_Assigned task 1_
In the marijuana addiction passage, how long after accepting that he had a problem did Mr. Pollack quit?
_Assigned task 2_
Extract the portion of the marijuana addiction passage between "There’s a reason" and "happen with marijuana?", inclusive.

Exercise passage START

A Story That Needs To Be Told

On October 6, Neal Pollack posted an opinion piece in The New York Times. The title of the opinion piece is, “I’m Just a Middle-Aged House Dad Addicted to Pot.”

The opinion piece details the author’s journey from using marijuana regularly in his 20’s to the realization that he was hooked on the drug.

Some observations from the author:

I started smoking regularly in the ’90s, when I was in my mid-20s. Pot made everything better — food, music, sex, cleaning — and it made nothing worse. I got depressed less often. I laughed all the time.

But I also lost my temper for no reason. Did I yell at strangers in public? Probably. I barely remember, because I was stoned. But I do remember that once, high as a promotional blimp, I got into a bar fight with a former friend and broke his tooth with a beer bottle.

Back when my writing career was booming, I got invited a couple of times to do readings in Amsterdam, a bad gig for a pot addict. Once, after ingesting a couple of THC pills, I dumped a pitcher of water over my head and insulted the Iraqi representative to National Poetry Day Amsterdam. Another time, I pulled down my pants and flashed a crowd of several hundred. If I had any boundaries, weed erased them thoroughly. The boom ended fast.

…In early November (2017), I had the chance to fulfill my lifelong dream of attending a Dodgers World Series game. I spent way too much money on a ticket that turned out to be fake. So high that I couldn’t remember where I’d parked, I started screaming outside the stadium. If I’d been sober, I would have just called the vendor and gotten a refund. That’s what I ended up doing, eventually. But not before security guards surrounded me.

I looked into a car mirror and saw an old man, sobbing over a baseball game. That was the moment I accepted that I had a problem. Three weeks later, I quit.

Mr. Pollack has a few thoughts on how to handle the legalization of marijuana:

There’s a reason that Alcoholics Anonymous started in 1935, two years after the end of Prohibition. Alcohol abuse became rampant, and the country almost drank itself off the rails. Will the same thing happen with marijuana?

Marijuana isn’t alcohol or an opioid. You can’t die from an overdose. It doesn’t really evince physical cravings. So is it better to call my problem marijuana “dependence”? Does it matter?

Cannabis should be legal, just as alcohol should be legal. But marijuana addiction exists, and it almost wrecked my life. If you have a problem, you are not alone.

I personally think marijuana should be limited to medicinal purposes and be a controlled substance. In places where it is legal, children have gotten into mom and dad’s stash and had severe medical issues. There is also an increase in auto accidents due to driving while under the influence of marijuana. I understand that the concept of medical marijuana has been abused in the past, and I have no solution for that. I just think most people function better when they are not under the influence of drugs (or alcohol).

Exercise passage END
Source material START

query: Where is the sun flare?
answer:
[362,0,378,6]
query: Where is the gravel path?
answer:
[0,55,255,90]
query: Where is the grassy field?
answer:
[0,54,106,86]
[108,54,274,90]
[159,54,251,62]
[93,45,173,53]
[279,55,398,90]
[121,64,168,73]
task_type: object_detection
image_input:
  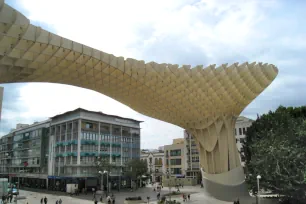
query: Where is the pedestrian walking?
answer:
[106,196,111,204]
[147,196,150,203]
[44,196,48,204]
[112,194,116,204]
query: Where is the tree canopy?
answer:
[243,106,306,203]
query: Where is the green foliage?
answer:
[243,106,306,203]
[157,200,181,204]
[126,159,148,180]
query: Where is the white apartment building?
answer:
[140,150,164,182]
[235,116,254,168]
[184,116,254,178]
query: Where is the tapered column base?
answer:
[201,167,250,202]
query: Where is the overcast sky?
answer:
[0,0,306,148]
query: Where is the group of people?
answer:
[182,193,190,202]
[234,198,240,204]
[40,196,48,204]
[2,193,13,203]
[2,193,13,203]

Source material END

_Expected answer 1_
Three weeks later.

_Expected answer 2_
There’s a reason that Alcoholics Anonymous started in 1935, two years after the end of Prohibition. Alcohol abuse became rampant, and the country almost drank itself off the rails. Will the same thing happen with marijuana?